_TASK INSTRUCTIONS_:
Pull out every line of the items below that contains the word "loose", and copy each one in full.

_PROVIDED DATA_:
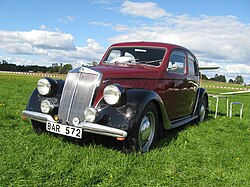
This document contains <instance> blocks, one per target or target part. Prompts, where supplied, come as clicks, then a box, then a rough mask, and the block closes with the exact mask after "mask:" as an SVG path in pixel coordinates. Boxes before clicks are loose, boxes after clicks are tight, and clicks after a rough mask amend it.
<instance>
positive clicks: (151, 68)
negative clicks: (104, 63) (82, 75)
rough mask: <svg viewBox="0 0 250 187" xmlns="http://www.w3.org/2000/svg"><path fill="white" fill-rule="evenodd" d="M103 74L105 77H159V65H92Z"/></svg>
mask: <svg viewBox="0 0 250 187" xmlns="http://www.w3.org/2000/svg"><path fill="white" fill-rule="evenodd" d="M91 69H94V70H96V71H99V72H100V73H102V74H103V79H143V78H144V79H157V78H159V72H158V70H157V67H148V66H141V65H110V66H106V65H101V66H94V67H91Z"/></svg>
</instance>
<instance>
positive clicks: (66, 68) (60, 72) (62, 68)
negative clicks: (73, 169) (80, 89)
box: [59, 64, 72, 74]
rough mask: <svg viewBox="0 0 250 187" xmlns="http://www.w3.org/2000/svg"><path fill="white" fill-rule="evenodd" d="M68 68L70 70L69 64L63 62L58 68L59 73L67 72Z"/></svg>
mask: <svg viewBox="0 0 250 187" xmlns="http://www.w3.org/2000/svg"><path fill="white" fill-rule="evenodd" d="M70 70H72V65H71V64H65V65H63V67H61V68H60V70H59V73H60V74H67V73H68V72H69V71H70Z"/></svg>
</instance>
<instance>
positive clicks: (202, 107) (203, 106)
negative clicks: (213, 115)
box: [200, 101, 206, 122]
mask: <svg viewBox="0 0 250 187" xmlns="http://www.w3.org/2000/svg"><path fill="white" fill-rule="evenodd" d="M205 114H206V106H205V102H204V101H203V102H202V105H201V109H200V122H203V121H204V119H205Z"/></svg>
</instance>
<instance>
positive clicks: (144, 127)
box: [135, 103, 158, 153]
mask: <svg viewBox="0 0 250 187" xmlns="http://www.w3.org/2000/svg"><path fill="white" fill-rule="evenodd" d="M157 134H158V112H157V109H156V107H155V105H154V104H153V103H149V104H148V105H147V106H146V108H145V110H144V111H143V113H142V115H141V116H140V118H139V123H138V127H137V130H136V133H135V149H136V150H137V151H140V152H142V153H145V152H148V151H149V150H150V149H151V148H152V147H154V145H155V143H156V139H157Z"/></svg>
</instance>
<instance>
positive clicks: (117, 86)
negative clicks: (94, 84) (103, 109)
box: [103, 84, 125, 105]
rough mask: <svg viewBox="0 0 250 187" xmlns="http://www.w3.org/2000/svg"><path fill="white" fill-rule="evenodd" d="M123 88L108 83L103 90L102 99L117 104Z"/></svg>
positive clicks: (113, 104)
mask: <svg viewBox="0 0 250 187" xmlns="http://www.w3.org/2000/svg"><path fill="white" fill-rule="evenodd" d="M123 93H125V90H124V88H123V87H122V86H120V85H119V84H110V85H108V86H106V87H105V88H104V90H103V99H104V101H105V102H106V103H107V104H109V105H117V104H118V103H119V102H120V101H121V98H122V95H123Z"/></svg>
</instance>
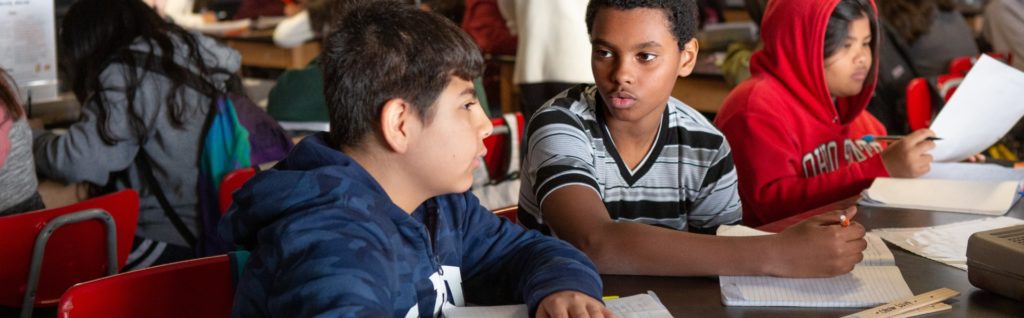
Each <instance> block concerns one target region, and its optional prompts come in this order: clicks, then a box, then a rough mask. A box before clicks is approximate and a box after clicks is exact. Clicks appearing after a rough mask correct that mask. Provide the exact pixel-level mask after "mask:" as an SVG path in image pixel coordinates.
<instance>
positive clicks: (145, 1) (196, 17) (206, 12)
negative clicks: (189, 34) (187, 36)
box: [142, 0, 217, 29]
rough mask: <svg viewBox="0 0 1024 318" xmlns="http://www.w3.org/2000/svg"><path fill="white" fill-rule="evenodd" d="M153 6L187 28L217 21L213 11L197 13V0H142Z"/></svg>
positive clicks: (165, 15)
mask: <svg viewBox="0 0 1024 318" xmlns="http://www.w3.org/2000/svg"><path fill="white" fill-rule="evenodd" d="M142 1H143V2H145V4H147V5H150V6H151V7H153V9H154V10H155V11H157V13H158V14H160V16H163V17H166V18H167V19H169V20H170V21H171V22H173V24H175V25H178V26H179V27H181V28H185V29H195V28H199V27H202V26H203V25H206V24H213V22H216V21H217V15H216V14H215V13H213V12H209V11H207V12H203V13H195V12H193V8H194V7H195V5H196V1H195V0H142Z"/></svg>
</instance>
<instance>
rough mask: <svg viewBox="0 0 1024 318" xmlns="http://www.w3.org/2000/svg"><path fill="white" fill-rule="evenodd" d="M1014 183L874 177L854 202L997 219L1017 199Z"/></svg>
mask: <svg viewBox="0 0 1024 318" xmlns="http://www.w3.org/2000/svg"><path fill="white" fill-rule="evenodd" d="M1017 185H1018V181H1001V182H995V181H970V180H936V179H900V178H876V179H874V182H872V183H871V187H869V188H867V189H866V190H864V192H863V194H862V196H863V197H862V198H861V199H860V201H859V202H858V203H860V205H863V206H872V207H893V208H904V209H920V210H929V211H942V212H956V213H969V214H980V215H990V216H1001V215H1004V214H1006V213H1007V212H1008V211H1010V208H1013V205H1014V202H1016V200H1017Z"/></svg>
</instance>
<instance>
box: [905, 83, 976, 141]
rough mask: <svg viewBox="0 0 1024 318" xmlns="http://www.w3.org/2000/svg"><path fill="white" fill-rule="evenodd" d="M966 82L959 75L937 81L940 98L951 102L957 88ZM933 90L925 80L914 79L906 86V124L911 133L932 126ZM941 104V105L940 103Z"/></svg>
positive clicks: (937, 84) (932, 109)
mask: <svg viewBox="0 0 1024 318" xmlns="http://www.w3.org/2000/svg"><path fill="white" fill-rule="evenodd" d="M963 82H964V77H962V76H957V75H951V74H947V75H942V76H939V77H938V79H937V80H936V86H937V87H936V90H938V96H942V99H943V101H947V100H949V98H950V97H952V96H953V93H955V92H956V88H957V87H958V86H959V84H961V83H963ZM932 96H933V95H932V89H931V88H930V87H929V84H928V80H927V79H925V78H914V79H913V80H910V82H909V83H907V85H906V122H907V124H908V126H909V127H910V131H915V130H919V129H922V128H928V127H929V126H931V125H932V113H933V112H932V111H933V109H932V103H933V101H932ZM940 104H941V103H940Z"/></svg>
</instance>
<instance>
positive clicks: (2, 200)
mask: <svg viewBox="0 0 1024 318" xmlns="http://www.w3.org/2000/svg"><path fill="white" fill-rule="evenodd" d="M16 91H17V90H15V89H14V80H13V79H11V78H10V77H9V76H8V75H7V73H6V72H4V71H3V69H2V67H0V216H4V215H9V214H15V213H23V212H29V211H34V210H40V209H43V200H42V199H41V198H40V197H39V192H37V191H36V187H38V186H39V183H38V181H37V180H36V172H35V167H34V165H33V163H32V130H31V129H29V124H28V120H27V118H26V113H25V110H24V109H22V104H20V103H19V102H18V100H17V95H16Z"/></svg>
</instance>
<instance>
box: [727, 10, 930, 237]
mask: <svg viewBox="0 0 1024 318" xmlns="http://www.w3.org/2000/svg"><path fill="white" fill-rule="evenodd" d="M822 6H824V7H823V8H827V9H823V8H822ZM761 25H762V26H763V27H764V28H763V29H762V30H761V38H762V42H763V43H764V48H763V49H762V50H760V51H758V52H756V53H755V54H754V57H753V58H752V60H751V73H752V75H753V77H752V78H751V79H750V80H746V81H745V82H743V83H741V84H740V85H739V86H738V87H737V88H736V89H734V90H733V91H732V93H730V94H729V96H728V97H727V98H726V100H725V104H724V105H723V107H722V110H721V111H720V112H719V113H718V117H717V118H716V119H715V123H716V124H717V126H718V127H719V128H720V129H722V132H723V133H725V136H726V137H728V139H729V143H730V144H732V146H733V149H734V153H735V162H736V171H737V172H738V174H739V194H740V197H741V198H742V200H743V205H744V206H745V208H744V211H743V222H744V223H745V224H750V225H755V226H756V225H761V224H765V223H769V222H772V221H776V220H779V219H783V218H785V217H788V216H792V215H796V214H799V213H802V212H805V211H808V210H811V209H814V208H817V207H821V206H824V205H827V203H830V202H835V201H839V200H841V199H844V198H847V197H850V196H853V195H856V194H857V193H859V192H860V191H861V190H863V189H864V188H866V187H867V186H869V185H870V184H871V182H872V181H873V180H874V178H877V177H888V176H893V177H902V178H910V177H918V176H921V175H923V174H925V173H927V172H928V171H929V169H930V166H931V162H932V156H931V155H930V154H928V153H927V151H928V150H930V149H932V148H934V147H935V143H934V142H933V141H928V140H926V138H927V137H931V136H933V135H934V134H933V133H932V132H931V131H929V130H927V129H925V130H920V131H916V132H913V133H911V134H910V135H908V136H907V137H906V138H904V139H903V140H901V141H898V142H895V143H892V144H889V146H888V147H887V148H886V149H885V150H884V151H881V153H879V151H878V149H879V148H878V147H874V146H872V145H870V144H869V143H867V142H864V141H863V140H859V139H854V138H851V133H850V129H851V128H850V126H851V123H852V122H853V121H854V120H855V119H857V118H858V117H859V116H860V115H861V113H862V112H863V111H864V107H865V106H866V105H867V102H868V100H869V99H870V98H871V94H872V92H873V91H874V83H876V79H877V77H876V73H877V72H878V71H877V70H878V58H877V56H878V53H877V43H878V30H877V24H876V13H874V9H873V5H872V4H871V3H870V2H869V0H830V1H826V2H822V1H819V0H787V1H770V2H769V3H768V9H767V11H766V12H765V16H764V20H763V22H762V24H761ZM798 30H800V31H801V32H796V31H798Z"/></svg>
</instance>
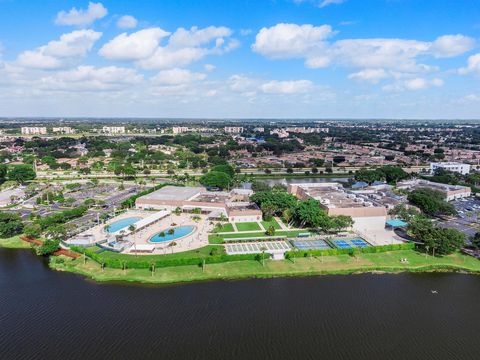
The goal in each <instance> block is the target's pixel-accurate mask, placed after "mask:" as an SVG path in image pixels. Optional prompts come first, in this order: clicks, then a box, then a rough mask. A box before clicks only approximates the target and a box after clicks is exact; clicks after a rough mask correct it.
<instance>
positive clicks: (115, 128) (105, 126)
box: [102, 126, 125, 134]
mask: <svg viewBox="0 0 480 360" xmlns="http://www.w3.org/2000/svg"><path fill="white" fill-rule="evenodd" d="M102 132H104V133H106V134H125V126H104V127H103V128H102Z"/></svg>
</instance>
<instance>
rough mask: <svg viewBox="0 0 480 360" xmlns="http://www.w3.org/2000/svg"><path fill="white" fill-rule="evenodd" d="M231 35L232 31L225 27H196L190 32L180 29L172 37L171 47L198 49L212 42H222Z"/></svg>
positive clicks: (188, 30) (172, 35)
mask: <svg viewBox="0 0 480 360" xmlns="http://www.w3.org/2000/svg"><path fill="white" fill-rule="evenodd" d="M231 34H232V31H231V30H230V29H229V28H227V27H224V26H220V27H216V26H209V27H206V28H203V29H199V28H198V27H196V26H194V27H192V28H191V29H190V30H187V29H184V28H179V29H177V31H175V32H174V33H173V34H172V36H171V37H170V40H169V46H171V47H173V48H184V47H196V46H200V45H205V44H208V43H209V42H211V41H212V40H216V41H218V40H222V39H223V38H225V37H229V36H230V35H231Z"/></svg>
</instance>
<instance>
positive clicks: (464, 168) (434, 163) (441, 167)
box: [430, 162, 470, 175]
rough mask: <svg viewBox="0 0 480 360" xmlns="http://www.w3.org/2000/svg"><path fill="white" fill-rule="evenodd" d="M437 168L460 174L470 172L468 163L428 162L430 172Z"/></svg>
mask: <svg viewBox="0 0 480 360" xmlns="http://www.w3.org/2000/svg"><path fill="white" fill-rule="evenodd" d="M438 169H444V170H447V171H452V172H457V173H460V174H462V175H467V174H469V173H470V164H462V163H458V162H439V163H430V172H431V173H432V174H434V173H435V171H436V170H438Z"/></svg>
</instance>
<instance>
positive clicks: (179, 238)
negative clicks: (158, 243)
mask: <svg viewBox="0 0 480 360" xmlns="http://www.w3.org/2000/svg"><path fill="white" fill-rule="evenodd" d="M172 229H173V234H169V230H170V229H167V230H165V231H163V232H161V233H158V234H156V235H154V236H152V237H151V238H150V240H148V241H149V242H151V243H159V242H165V241H172V240H176V239H180V238H181V237H184V236H187V235H189V234H191V233H192V232H193V230H195V226H192V225H187V226H179V227H175V228H172Z"/></svg>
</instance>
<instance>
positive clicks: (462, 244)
mask: <svg viewBox="0 0 480 360" xmlns="http://www.w3.org/2000/svg"><path fill="white" fill-rule="evenodd" d="M408 231H409V234H410V235H411V236H413V237H414V238H415V239H417V240H419V241H421V242H423V244H424V246H425V248H427V249H428V250H431V251H432V252H433V253H436V254H438V255H448V254H451V253H453V252H454V251H457V250H459V249H460V248H462V247H463V246H464V244H465V234H463V233H462V232H460V231H458V230H456V229H448V228H441V227H436V226H435V225H434V223H433V222H432V221H431V220H430V219H427V218H425V217H423V216H416V217H415V218H413V219H412V221H411V222H410V224H409V227H408Z"/></svg>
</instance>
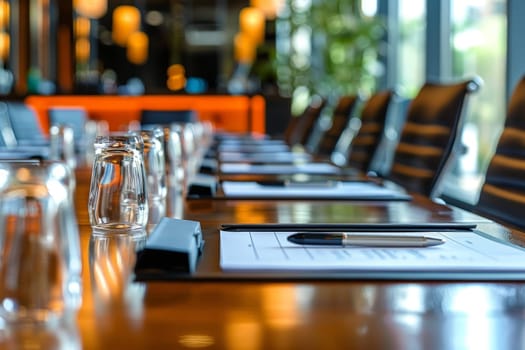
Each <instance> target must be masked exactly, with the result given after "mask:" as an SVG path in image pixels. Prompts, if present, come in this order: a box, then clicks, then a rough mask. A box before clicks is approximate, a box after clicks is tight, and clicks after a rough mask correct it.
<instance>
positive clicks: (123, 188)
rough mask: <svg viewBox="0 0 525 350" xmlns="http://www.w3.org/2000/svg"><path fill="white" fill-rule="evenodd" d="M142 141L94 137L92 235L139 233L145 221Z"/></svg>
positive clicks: (89, 210) (90, 218) (132, 136)
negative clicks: (117, 232)
mask: <svg viewBox="0 0 525 350" xmlns="http://www.w3.org/2000/svg"><path fill="white" fill-rule="evenodd" d="M143 149H144V143H143V140H142V137H140V136H138V135H130V134H110V135H108V136H98V137H97V138H96V140H95V158H94V161H93V168H92V174H91V184H90V190H89V198H88V212H89V219H90V222H91V226H92V228H93V230H94V231H102V232H104V231H105V232H108V233H109V232H121V233H124V231H129V232H130V233H133V232H134V231H142V230H144V229H145V228H146V223H147V220H148V203H147V181H146V171H145V167H144V156H143Z"/></svg>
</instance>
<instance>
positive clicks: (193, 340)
mask: <svg viewBox="0 0 525 350" xmlns="http://www.w3.org/2000/svg"><path fill="white" fill-rule="evenodd" d="M179 344H181V345H182V346H184V347H186V348H192V349H198V348H207V347H210V346H212V345H213V344H215V339H214V338H213V337H212V336H210V335H206V334H185V335H181V336H180V337H179Z"/></svg>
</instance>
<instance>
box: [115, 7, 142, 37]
mask: <svg viewBox="0 0 525 350" xmlns="http://www.w3.org/2000/svg"><path fill="white" fill-rule="evenodd" d="M139 29H140V11H139V9H138V8H136V7H134V6H127V5H122V6H118V7H117V8H115V10H114V11H113V41H114V42H115V43H116V44H118V45H120V46H126V44H127V43H128V39H129V36H130V35H131V34H132V33H134V32H137V31H139Z"/></svg>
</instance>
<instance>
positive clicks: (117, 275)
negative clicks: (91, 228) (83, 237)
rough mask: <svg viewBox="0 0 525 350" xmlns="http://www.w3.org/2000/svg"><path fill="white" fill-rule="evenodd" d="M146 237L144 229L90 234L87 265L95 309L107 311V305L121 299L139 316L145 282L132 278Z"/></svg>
mask: <svg viewBox="0 0 525 350" xmlns="http://www.w3.org/2000/svg"><path fill="white" fill-rule="evenodd" d="M146 238H147V234H146V232H145V231H142V232H140V233H135V234H121V233H120V232H119V233H116V232H108V233H105V234H95V233H93V234H92V235H91V237H90V240H89V269H90V277H91V283H92V286H91V287H92V293H93V299H94V304H95V308H96V310H97V312H99V313H104V312H110V310H109V309H110V308H109V306H115V305H119V304H120V303H122V304H124V306H125V307H126V309H127V310H128V312H129V313H131V314H136V315H135V316H136V317H137V318H139V317H140V316H141V312H142V299H143V295H144V293H145V290H146V286H145V284H143V283H137V282H133V267H134V266H135V259H136V251H137V250H139V249H141V248H142V247H143V246H144V244H145V243H146ZM131 316H133V315H131Z"/></svg>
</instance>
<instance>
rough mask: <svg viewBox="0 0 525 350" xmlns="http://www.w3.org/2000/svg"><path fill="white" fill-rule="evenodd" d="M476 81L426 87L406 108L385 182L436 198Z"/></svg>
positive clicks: (476, 78) (475, 88)
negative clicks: (469, 99) (390, 166)
mask: <svg viewBox="0 0 525 350" xmlns="http://www.w3.org/2000/svg"><path fill="white" fill-rule="evenodd" d="M480 84H481V82H480V80H479V79H477V78H476V79H470V80H465V81H462V82H459V83H450V84H445V83H430V82H428V83H426V84H424V85H423V87H422V88H421V89H420V91H419V93H418V94H417V95H416V97H415V98H414V99H413V100H412V102H411V103H410V105H409V107H408V112H407V117H406V121H405V124H404V127H403V129H402V132H401V135H400V139H399V143H398V145H397V147H396V150H395V153H394V159H393V163H392V167H391V169H390V172H389V174H388V179H390V180H392V181H393V182H395V183H397V184H399V185H401V186H403V187H404V188H406V189H407V190H410V191H413V192H417V193H421V194H424V195H426V196H429V197H436V196H438V195H439V194H440V180H441V175H442V174H443V173H444V171H445V170H446V168H447V166H448V165H449V164H450V163H451V157H450V156H451V154H453V153H454V151H453V150H454V149H455V147H457V145H456V139H457V136H458V134H459V131H460V128H461V124H462V115H463V111H464V106H465V100H466V98H467V96H468V95H469V94H470V93H472V92H475V91H477V90H478V89H479V87H480Z"/></svg>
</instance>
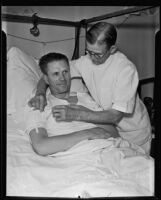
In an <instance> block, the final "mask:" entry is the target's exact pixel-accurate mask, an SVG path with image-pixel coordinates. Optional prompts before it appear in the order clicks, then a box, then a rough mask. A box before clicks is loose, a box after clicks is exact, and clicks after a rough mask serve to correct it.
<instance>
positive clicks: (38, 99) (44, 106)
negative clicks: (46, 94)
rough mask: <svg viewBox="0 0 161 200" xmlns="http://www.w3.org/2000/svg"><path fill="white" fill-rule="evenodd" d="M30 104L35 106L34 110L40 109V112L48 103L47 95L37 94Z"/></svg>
mask: <svg viewBox="0 0 161 200" xmlns="http://www.w3.org/2000/svg"><path fill="white" fill-rule="evenodd" d="M28 105H29V106H30V107H33V108H34V110H40V112H42V111H44V108H45V106H46V105H47V100H46V96H45V95H43V94H36V95H35V96H34V97H33V98H31V99H30V100H29V101H28Z"/></svg>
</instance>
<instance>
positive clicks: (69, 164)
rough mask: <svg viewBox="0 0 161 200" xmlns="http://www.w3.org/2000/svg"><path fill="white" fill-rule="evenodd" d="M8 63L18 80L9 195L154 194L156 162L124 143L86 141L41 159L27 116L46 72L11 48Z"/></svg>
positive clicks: (8, 54)
mask: <svg viewBox="0 0 161 200" xmlns="http://www.w3.org/2000/svg"><path fill="white" fill-rule="evenodd" d="M17 52H18V53H17ZM7 60H8V61H7V76H8V79H7V80H9V78H10V77H12V82H10V83H8V82H7V92H8V94H7V95H8V96H7V152H6V156H7V165H6V176H7V177H6V179H7V184H6V195H7V196H18V197H20V196H26V197H75V198H90V197H131V196H138V197H139V196H153V195H154V191H155V189H154V158H153V157H151V156H147V155H145V153H144V151H143V150H142V149H141V148H139V147H138V146H136V145H134V144H132V143H128V142H127V141H124V140H122V139H121V138H115V139H114V138H109V139H108V140H106V141H105V140H93V141H82V142H80V143H78V144H77V145H75V146H74V147H72V148H71V149H69V150H68V151H66V152H60V153H57V154H55V155H53V156H46V157H43V156H39V155H37V154H36V153H35V152H34V151H33V149H32V146H31V144H30V141H29V137H28V135H26V134H25V132H24V123H23V122H22V121H21V117H22V108H23V106H24V103H25V102H26V100H27V99H28V98H29V97H30V96H31V94H33V93H34V91H35V88H36V84H37V82H38V80H39V78H40V74H41V72H40V70H39V68H38V66H37V61H36V60H35V59H34V58H33V57H32V56H31V55H28V54H26V53H25V52H23V51H21V50H19V49H18V48H16V47H15V48H12V49H10V52H9V53H8V55H7ZM8 62H10V64H8ZM73 87H74V89H75V90H76V91H79V90H80V91H83V90H84V89H85V88H84V86H83V85H82V83H81V82H80V80H79V81H78V83H76V82H75V83H74V85H73Z"/></svg>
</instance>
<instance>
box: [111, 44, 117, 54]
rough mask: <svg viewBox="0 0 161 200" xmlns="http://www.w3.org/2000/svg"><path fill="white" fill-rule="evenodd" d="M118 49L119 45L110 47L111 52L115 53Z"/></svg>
mask: <svg viewBox="0 0 161 200" xmlns="http://www.w3.org/2000/svg"><path fill="white" fill-rule="evenodd" d="M116 51H117V46H115V45H112V46H111V47H110V53H111V54H114V53H115V52H116Z"/></svg>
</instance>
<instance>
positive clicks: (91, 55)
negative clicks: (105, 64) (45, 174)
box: [86, 42, 110, 65]
mask: <svg viewBox="0 0 161 200" xmlns="http://www.w3.org/2000/svg"><path fill="white" fill-rule="evenodd" d="M86 53H87V54H88V55H89V57H90V59H91V60H92V62H93V64H95V65H100V64H103V63H104V62H105V61H106V60H107V58H108V57H109V55H110V49H109V50H108V49H107V47H106V45H105V44H103V45H99V44H98V43H95V44H90V43H88V42H87V47H86Z"/></svg>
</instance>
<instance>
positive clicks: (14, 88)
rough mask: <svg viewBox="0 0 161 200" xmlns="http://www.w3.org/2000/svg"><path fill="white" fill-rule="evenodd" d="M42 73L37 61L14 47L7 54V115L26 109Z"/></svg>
mask: <svg viewBox="0 0 161 200" xmlns="http://www.w3.org/2000/svg"><path fill="white" fill-rule="evenodd" d="M41 76H42V73H41V71H40V69H39V66H38V65H37V63H36V60H35V59H34V58H33V57H32V56H30V55H28V54H27V53H25V52H23V51H21V50H20V49H19V48H17V47H12V48H11V49H10V50H9V51H8V53H7V113H8V114H12V113H14V112H16V111H17V110H19V109H21V108H22V107H24V106H25V105H26V103H27V101H28V99H29V98H30V97H31V95H32V93H33V92H34V90H35V88H36V85H37V82H38V81H39V79H40V77H41Z"/></svg>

_ANSWER BELOW_:
This document contains <instance> blocks, one per target or target part. Prompts, where supplied, come as clicks, then a box, then a rough mask, and the block closes with the exact mask after "mask:" as an SVG path in pixel coordinates. Boxes before clicks are loose, boxes after clicks are tight, and clicks after a rough mask amend it.
In an <instance> block, the final "mask:" entry is the target's exact pixel-accurate mask, an SVG path with image-pixel coordinates. Optional prompts before it appear in the order clicks, then a box, then a rough mask. A box before clicks is loose, a box after clicks is exact, and clicks after a rough mask serve to correct it.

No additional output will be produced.